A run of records
|---|

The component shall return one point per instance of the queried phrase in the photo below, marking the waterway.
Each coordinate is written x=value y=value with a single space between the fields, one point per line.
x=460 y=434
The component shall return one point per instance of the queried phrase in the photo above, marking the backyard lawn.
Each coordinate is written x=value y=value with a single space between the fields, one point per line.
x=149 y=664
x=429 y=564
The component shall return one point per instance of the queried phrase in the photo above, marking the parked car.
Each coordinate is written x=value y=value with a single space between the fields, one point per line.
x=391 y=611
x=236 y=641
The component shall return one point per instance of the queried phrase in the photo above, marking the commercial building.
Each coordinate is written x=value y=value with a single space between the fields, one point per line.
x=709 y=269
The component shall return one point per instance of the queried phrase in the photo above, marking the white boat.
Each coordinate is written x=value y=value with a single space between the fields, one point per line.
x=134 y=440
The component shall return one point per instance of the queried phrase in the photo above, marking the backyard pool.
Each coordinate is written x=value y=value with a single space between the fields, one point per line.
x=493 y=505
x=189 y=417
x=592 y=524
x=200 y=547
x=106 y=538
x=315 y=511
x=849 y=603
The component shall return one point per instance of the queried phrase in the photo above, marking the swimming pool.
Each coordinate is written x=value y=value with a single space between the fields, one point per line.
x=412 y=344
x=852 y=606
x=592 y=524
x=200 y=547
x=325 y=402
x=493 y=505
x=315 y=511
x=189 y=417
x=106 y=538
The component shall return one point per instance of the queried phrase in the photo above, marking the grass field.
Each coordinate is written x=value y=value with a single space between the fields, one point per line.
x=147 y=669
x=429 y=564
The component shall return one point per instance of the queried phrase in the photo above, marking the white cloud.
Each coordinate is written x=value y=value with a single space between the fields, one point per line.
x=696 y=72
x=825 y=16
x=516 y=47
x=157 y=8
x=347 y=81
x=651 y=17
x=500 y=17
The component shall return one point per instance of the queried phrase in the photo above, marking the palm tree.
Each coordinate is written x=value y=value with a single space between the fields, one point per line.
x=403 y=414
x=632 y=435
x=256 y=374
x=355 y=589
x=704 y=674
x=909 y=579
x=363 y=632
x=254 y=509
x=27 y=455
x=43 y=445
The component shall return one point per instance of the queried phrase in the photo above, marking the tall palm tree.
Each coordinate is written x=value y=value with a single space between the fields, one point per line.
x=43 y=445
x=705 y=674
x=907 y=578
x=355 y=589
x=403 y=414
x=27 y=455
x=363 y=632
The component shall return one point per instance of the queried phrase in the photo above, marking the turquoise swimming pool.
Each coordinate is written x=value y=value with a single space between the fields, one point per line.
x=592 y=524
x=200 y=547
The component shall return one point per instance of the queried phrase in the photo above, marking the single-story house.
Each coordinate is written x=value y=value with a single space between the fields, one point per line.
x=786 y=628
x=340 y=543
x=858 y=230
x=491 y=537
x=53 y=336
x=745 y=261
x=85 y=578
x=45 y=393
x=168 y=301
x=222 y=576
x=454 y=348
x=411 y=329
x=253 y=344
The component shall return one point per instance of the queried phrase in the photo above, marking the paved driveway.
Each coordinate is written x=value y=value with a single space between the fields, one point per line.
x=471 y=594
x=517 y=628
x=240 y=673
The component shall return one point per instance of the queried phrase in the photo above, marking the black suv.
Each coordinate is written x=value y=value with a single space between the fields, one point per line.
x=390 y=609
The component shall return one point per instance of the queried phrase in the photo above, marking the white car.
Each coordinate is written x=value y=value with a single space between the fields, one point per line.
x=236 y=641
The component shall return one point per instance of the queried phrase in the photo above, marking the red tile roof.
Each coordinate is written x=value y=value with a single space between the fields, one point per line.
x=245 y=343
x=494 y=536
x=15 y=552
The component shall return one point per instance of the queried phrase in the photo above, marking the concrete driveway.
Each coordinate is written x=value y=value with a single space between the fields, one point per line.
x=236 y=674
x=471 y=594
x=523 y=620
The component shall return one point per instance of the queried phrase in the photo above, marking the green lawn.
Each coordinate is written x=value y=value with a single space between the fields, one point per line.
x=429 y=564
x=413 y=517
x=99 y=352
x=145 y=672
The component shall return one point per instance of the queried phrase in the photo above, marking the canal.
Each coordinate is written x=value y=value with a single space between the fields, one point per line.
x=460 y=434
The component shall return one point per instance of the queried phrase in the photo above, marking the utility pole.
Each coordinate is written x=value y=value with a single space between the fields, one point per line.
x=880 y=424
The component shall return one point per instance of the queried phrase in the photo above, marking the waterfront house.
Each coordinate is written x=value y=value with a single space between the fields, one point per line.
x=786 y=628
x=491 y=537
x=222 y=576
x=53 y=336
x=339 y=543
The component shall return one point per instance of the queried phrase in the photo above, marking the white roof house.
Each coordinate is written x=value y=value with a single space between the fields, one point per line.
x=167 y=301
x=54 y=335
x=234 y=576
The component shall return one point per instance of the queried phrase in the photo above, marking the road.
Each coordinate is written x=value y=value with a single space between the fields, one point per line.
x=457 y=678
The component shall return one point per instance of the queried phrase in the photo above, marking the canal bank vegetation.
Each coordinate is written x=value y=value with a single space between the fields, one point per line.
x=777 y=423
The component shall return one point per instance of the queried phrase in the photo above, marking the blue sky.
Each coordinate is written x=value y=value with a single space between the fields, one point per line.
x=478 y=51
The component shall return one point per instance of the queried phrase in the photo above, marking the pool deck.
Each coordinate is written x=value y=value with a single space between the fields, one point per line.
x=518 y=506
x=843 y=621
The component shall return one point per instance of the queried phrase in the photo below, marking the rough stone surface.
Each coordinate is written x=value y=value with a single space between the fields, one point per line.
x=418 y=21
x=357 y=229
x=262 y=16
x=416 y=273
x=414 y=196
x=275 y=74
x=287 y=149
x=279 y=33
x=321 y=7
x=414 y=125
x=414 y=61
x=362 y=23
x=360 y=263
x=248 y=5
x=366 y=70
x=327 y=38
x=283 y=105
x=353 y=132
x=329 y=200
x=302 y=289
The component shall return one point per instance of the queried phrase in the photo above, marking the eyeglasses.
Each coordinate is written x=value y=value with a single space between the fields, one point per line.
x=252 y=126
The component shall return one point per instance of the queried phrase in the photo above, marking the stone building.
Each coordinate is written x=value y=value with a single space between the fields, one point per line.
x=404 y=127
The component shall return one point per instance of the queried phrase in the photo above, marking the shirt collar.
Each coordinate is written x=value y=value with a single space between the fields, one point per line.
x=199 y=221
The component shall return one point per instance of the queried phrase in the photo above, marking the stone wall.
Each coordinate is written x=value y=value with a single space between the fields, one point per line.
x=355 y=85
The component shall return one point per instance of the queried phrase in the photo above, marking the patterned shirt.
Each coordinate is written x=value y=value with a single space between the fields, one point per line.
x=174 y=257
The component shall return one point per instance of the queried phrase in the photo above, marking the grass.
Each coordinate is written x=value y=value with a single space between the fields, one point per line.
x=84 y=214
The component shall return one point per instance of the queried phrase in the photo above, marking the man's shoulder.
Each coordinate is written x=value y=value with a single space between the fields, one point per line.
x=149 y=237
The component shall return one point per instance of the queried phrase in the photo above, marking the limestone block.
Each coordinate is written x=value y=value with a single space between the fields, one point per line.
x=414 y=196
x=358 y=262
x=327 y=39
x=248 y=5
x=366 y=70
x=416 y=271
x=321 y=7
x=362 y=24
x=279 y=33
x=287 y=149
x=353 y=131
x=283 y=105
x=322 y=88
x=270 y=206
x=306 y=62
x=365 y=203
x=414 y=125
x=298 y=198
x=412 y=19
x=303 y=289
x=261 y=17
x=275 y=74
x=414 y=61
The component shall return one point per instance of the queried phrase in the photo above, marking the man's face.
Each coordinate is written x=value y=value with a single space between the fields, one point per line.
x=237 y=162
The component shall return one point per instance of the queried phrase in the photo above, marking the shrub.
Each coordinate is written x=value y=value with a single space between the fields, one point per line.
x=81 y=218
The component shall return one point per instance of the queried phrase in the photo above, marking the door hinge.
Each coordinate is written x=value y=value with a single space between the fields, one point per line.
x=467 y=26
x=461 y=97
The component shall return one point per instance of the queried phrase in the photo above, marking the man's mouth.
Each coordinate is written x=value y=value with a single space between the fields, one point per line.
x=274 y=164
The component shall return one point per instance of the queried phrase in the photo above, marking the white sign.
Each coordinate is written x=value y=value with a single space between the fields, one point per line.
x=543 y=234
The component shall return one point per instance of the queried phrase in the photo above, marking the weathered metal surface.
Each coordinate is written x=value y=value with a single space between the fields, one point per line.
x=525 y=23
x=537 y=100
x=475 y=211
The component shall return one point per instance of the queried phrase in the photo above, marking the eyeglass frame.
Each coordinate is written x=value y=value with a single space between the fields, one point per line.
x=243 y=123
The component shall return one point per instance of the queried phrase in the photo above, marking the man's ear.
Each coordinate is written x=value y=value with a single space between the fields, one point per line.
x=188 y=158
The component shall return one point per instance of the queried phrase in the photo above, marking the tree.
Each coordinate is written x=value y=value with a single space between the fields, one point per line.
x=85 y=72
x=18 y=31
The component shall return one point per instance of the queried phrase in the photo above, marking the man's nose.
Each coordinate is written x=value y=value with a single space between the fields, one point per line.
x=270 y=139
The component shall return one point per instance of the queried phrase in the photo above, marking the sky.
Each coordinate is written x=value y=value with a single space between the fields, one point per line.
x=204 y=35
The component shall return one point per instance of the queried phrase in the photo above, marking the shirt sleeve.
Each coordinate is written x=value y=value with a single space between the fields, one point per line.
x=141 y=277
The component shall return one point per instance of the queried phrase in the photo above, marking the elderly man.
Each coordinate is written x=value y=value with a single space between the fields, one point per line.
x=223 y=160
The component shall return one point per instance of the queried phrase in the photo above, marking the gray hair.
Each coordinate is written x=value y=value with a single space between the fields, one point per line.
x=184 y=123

|---|

Task details
Repeat exactly, and only, the lines from the line with "the eyeglass frame." through the end of the listing above, both ends included.

Result below
The component shall return one point per instance of the queried phrase in the photo above, marking the eyeglass frame.
Each coordinate is written x=value y=value with a single space between the fields, one point per line.
x=243 y=123
The component shall return one point per instance of the queried phrase in the photo above, marking the man's ear.
Each coordinate is written x=value y=value with a single space between the fields, one point per line.
x=188 y=158
The component shall return one point per instance of the queried phrase in the photo above, marking the tree.
Each coordinate is written x=value y=value with a single space between the fields, one point per line.
x=85 y=72
x=18 y=31
The component shall return one point per instance of the queried phrase in the photo above, marking the man's nose.
Each coordinate is written x=value y=value with a single space between the fields, one point per line.
x=270 y=139
The component shall return one point per instance of the queried phrase in the photo above, marking the sky.
Each coordinate is written x=value y=value with a single space between the fields, one point per line.
x=204 y=35
The component shall return one point per instance of the queried phrase in the photo above, marking the shirt sleeve.
Each coordinate is written x=value y=value with a single space between the fields, one point per line.
x=141 y=277
The component shall return one point per instance of the queried phrase in the photo above, marking the elderly man.
Each coordinate is written x=value y=value with a single space between the fields, one point per line.
x=223 y=160
The component shall return one point per instance of the queried phrase in the photo above, marking the gray hair.
Each coordinate is written x=value y=value with a single space between the fields, one point per line.
x=184 y=123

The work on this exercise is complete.